▸ **TASK PROMPT**
All records are to be retyped faithfully and completely.

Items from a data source

#####

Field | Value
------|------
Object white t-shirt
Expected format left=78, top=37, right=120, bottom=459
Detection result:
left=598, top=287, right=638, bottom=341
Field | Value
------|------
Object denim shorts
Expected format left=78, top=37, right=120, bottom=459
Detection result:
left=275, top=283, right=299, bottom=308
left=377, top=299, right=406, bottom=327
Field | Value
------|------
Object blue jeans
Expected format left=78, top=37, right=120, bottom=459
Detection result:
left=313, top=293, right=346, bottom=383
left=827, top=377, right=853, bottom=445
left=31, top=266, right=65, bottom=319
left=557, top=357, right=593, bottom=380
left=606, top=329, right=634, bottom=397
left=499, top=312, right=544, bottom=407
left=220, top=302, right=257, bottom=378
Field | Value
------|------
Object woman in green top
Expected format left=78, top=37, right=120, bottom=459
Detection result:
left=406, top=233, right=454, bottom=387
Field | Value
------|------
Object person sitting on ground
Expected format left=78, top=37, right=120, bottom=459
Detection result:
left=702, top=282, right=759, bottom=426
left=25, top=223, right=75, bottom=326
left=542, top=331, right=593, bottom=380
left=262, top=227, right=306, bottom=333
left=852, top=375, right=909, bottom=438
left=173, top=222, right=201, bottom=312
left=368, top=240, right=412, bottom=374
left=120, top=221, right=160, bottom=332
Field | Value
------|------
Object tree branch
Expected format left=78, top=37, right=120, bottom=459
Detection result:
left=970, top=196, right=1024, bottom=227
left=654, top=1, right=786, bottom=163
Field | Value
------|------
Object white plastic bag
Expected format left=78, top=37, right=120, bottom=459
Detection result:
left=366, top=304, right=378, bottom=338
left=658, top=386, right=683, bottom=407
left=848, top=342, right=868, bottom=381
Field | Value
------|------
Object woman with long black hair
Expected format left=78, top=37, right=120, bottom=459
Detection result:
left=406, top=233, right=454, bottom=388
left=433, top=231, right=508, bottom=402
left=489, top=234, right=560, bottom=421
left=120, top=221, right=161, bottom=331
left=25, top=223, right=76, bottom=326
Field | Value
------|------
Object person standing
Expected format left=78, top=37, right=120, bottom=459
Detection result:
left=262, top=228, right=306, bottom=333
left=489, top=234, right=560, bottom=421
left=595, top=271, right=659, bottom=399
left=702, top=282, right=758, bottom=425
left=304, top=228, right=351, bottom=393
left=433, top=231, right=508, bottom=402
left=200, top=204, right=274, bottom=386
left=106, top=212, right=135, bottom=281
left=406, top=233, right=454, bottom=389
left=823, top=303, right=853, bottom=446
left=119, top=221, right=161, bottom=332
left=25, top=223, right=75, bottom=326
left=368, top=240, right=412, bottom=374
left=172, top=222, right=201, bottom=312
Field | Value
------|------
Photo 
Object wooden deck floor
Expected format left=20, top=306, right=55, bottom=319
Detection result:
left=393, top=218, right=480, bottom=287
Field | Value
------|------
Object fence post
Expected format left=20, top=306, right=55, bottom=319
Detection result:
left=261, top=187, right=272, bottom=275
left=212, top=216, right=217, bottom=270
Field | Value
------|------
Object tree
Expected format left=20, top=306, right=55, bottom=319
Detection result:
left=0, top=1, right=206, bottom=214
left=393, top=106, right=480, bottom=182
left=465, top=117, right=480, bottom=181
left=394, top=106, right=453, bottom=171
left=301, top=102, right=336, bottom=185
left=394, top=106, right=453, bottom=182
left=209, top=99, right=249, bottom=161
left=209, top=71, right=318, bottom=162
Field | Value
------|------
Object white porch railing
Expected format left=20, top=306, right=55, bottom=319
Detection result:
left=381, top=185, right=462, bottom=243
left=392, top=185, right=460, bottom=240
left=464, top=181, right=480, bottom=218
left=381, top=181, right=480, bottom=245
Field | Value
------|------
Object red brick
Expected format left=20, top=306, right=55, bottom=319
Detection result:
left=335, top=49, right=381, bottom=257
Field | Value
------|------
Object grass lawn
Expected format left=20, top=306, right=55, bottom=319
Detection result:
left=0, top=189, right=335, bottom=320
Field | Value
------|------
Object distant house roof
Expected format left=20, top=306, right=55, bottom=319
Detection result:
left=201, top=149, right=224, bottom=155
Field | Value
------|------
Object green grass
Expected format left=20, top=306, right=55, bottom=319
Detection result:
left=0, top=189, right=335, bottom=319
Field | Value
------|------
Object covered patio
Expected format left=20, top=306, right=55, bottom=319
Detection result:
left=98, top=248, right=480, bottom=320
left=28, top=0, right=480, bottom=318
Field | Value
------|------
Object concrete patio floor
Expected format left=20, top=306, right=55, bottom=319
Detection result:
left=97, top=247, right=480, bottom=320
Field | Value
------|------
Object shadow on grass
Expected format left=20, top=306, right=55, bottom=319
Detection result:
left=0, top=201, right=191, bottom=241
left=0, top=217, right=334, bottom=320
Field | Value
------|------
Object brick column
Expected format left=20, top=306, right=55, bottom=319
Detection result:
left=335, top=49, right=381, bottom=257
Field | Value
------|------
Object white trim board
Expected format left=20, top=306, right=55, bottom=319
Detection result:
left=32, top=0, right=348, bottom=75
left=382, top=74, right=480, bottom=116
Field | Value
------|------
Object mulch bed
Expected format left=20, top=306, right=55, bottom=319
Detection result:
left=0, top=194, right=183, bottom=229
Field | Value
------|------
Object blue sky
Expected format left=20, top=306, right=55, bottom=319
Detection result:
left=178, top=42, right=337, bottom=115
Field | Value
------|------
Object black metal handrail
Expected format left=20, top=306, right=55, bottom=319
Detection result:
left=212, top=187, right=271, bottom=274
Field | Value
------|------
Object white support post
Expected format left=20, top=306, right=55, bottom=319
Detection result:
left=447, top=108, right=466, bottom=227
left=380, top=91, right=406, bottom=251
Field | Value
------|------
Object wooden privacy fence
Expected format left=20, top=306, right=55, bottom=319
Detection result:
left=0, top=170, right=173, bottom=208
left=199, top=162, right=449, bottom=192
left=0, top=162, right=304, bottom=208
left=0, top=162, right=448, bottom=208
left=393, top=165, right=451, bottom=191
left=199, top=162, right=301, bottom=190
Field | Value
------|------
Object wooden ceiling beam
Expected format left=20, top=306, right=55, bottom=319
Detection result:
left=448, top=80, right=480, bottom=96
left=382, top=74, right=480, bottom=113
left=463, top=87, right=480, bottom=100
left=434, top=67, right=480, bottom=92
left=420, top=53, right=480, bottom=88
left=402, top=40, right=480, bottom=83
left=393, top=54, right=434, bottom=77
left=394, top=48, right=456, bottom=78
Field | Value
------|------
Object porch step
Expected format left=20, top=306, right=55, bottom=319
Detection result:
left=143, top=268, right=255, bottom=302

#####

▸ **COMPLETED EXERCISE**
Field | Value
------|------
Object white t-shirt
Expected format left=78, top=37, right=120, bottom=459
Detection result:
left=598, top=287, right=638, bottom=341
Field | Value
------|------
Object denim shorts
Expected format left=78, top=37, right=120, bottom=459
Detection result:
left=275, top=283, right=299, bottom=308
left=377, top=299, right=406, bottom=327
Field | Value
------|------
Object blue jeans
Expected format left=78, top=37, right=120, bottom=459
Detection result:
left=313, top=293, right=346, bottom=383
left=827, top=377, right=853, bottom=445
left=31, top=266, right=65, bottom=319
left=557, top=357, right=593, bottom=380
left=606, top=329, right=634, bottom=397
left=499, top=312, right=544, bottom=407
left=220, top=302, right=257, bottom=378
Field | Value
------|------
Object woman in green top
Expected format left=78, top=37, right=120, bottom=459
Detection result:
left=406, top=233, right=454, bottom=387
Field | Value
------|------
Object person sitting on ground
Expected format left=78, top=37, right=120, bottom=459
Detection result:
left=702, top=282, right=759, bottom=426
left=25, top=223, right=75, bottom=326
left=542, top=331, right=593, bottom=380
left=262, top=227, right=306, bottom=333
left=852, top=375, right=909, bottom=438
left=173, top=222, right=201, bottom=312
left=368, top=240, right=412, bottom=374
left=120, top=221, right=160, bottom=332
Field | Value
------|------
Object tree branch
Expected format left=78, top=37, right=120, bottom=459
Detection result:
left=970, top=196, right=1024, bottom=227
left=654, top=1, right=786, bottom=163
Field | Value
------|------
Object white plastic bag
Expected format left=78, top=37, right=120, bottom=459
Detection result:
left=366, top=304, right=378, bottom=338
left=658, top=386, right=683, bottom=407
left=848, top=342, right=868, bottom=381
Field | Value
------|------
Object woman with long black hair
Expected format left=78, top=37, right=120, bottom=459
Detection result:
left=406, top=233, right=454, bottom=388
left=433, top=231, right=508, bottom=402
left=489, top=234, right=560, bottom=421
left=120, top=221, right=161, bottom=331
left=25, top=223, right=76, bottom=326
Field | Value
------|------
Object person standing
Expected format left=78, top=37, right=120, bottom=459
Detection result:
left=262, top=228, right=306, bottom=333
left=489, top=234, right=560, bottom=421
left=595, top=271, right=659, bottom=399
left=702, top=282, right=758, bottom=425
left=304, top=228, right=351, bottom=393
left=433, top=231, right=508, bottom=402
left=200, top=204, right=274, bottom=386
left=106, top=212, right=135, bottom=281
left=406, top=233, right=454, bottom=389
left=823, top=303, right=853, bottom=446
left=119, top=221, right=161, bottom=332
left=25, top=223, right=75, bottom=326
left=368, top=240, right=412, bottom=374
left=172, top=222, right=201, bottom=312
Field | Value
------|------
Photo 
Object wooden deck floor
Expected format left=20, top=306, right=55, bottom=319
Detection result:
left=393, top=218, right=480, bottom=287
Field | Value
------|------
Object fence post
Expected format left=20, top=306, right=55, bottom=319
Detection result:
left=261, top=187, right=272, bottom=275
left=212, top=216, right=217, bottom=270
Field | Value
------|------
Object tree
Expected format left=20, top=306, right=55, bottom=319
Detection result:
left=0, top=1, right=206, bottom=214
left=393, top=106, right=480, bottom=182
left=465, top=117, right=480, bottom=181
left=394, top=106, right=453, bottom=171
left=301, top=102, right=336, bottom=185
left=394, top=106, right=453, bottom=182
left=209, top=99, right=249, bottom=161
left=209, top=71, right=318, bottom=162
Field | Value
------|------
Object white porch railing
Expected format left=20, top=306, right=55, bottom=319
Detection result:
left=381, top=185, right=462, bottom=243
left=392, top=185, right=460, bottom=240
left=464, top=181, right=480, bottom=218
left=381, top=181, right=480, bottom=245
Field | Value
------|------
Object red brick
Expected format left=20, top=306, right=55, bottom=319
Detection result:
left=335, top=49, right=381, bottom=257
Field | Value
------|------
Object grass lawn
Expected format left=20, top=306, right=55, bottom=319
Detection result:
left=0, top=189, right=335, bottom=320
Field | Value
------|------
Object distant house roof
Expected format left=20, top=306, right=55, bottom=319
Detection result:
left=201, top=149, right=224, bottom=155
Field | Value
------|------
Object green grass
Expected format left=20, top=306, right=55, bottom=319
Detection result:
left=0, top=189, right=335, bottom=319
Field | Value
------|------
Object covered patio
Expected format left=20, top=306, right=55, bottom=319
Detection result:
left=98, top=248, right=480, bottom=320
left=28, top=0, right=480, bottom=318
Field | Value
------|------
Object concrete patio floor
Expected format left=20, top=306, right=55, bottom=319
Detection result:
left=97, top=247, right=480, bottom=320
Field | Value
------|------
Object shadow on grass
Expected format left=20, top=306, right=55, bottom=319
Detection result:
left=0, top=201, right=191, bottom=241
left=0, top=217, right=334, bottom=320
Field | Value
------|------
Object brick column
Expected format left=20, top=306, right=55, bottom=319
Detection result:
left=335, top=49, right=381, bottom=257
Field | Value
------|------
Object white trim board
Expected format left=20, top=306, right=55, bottom=319
Detection result:
left=32, top=0, right=348, bottom=75
left=382, top=74, right=480, bottom=116
Field | Value
------|------
Object mulch bed
Expected format left=20, top=306, right=55, bottom=319
Detection result:
left=0, top=194, right=183, bottom=229
Field | Value
------|------
Object blue sky
Expected format left=20, top=306, right=55, bottom=319
Detection result:
left=178, top=42, right=337, bottom=115
Field | Value
------|------
Object black metal handrail
Expected format left=20, top=306, right=55, bottom=319
Detection result:
left=212, top=187, right=271, bottom=274
Field | Value
------|------
Object white support post
Expected format left=20, top=306, right=55, bottom=319
Detection result:
left=447, top=108, right=466, bottom=227
left=380, top=91, right=406, bottom=251
Field | Value
------|------
Object wooden privacy fence
Expected format left=20, top=306, right=55, bottom=319
Detection result:
left=0, top=170, right=173, bottom=208
left=199, top=162, right=449, bottom=192
left=0, top=162, right=304, bottom=208
left=0, top=162, right=448, bottom=208
left=393, top=165, right=451, bottom=191
left=199, top=162, right=301, bottom=190
Field | Value
------|------
Object wooden ceiling beam
Expected format left=20, top=306, right=55, bottom=319
Detection result:
left=448, top=80, right=480, bottom=96
left=382, top=74, right=480, bottom=113
left=463, top=87, right=480, bottom=100
left=434, top=67, right=480, bottom=92
left=420, top=53, right=480, bottom=88
left=402, top=40, right=480, bottom=83
left=393, top=54, right=434, bottom=77
left=394, top=48, right=456, bottom=78
Field | Value
------|------
Object porch step
Expected format left=20, top=306, right=55, bottom=319
Detection result:
left=143, top=268, right=255, bottom=302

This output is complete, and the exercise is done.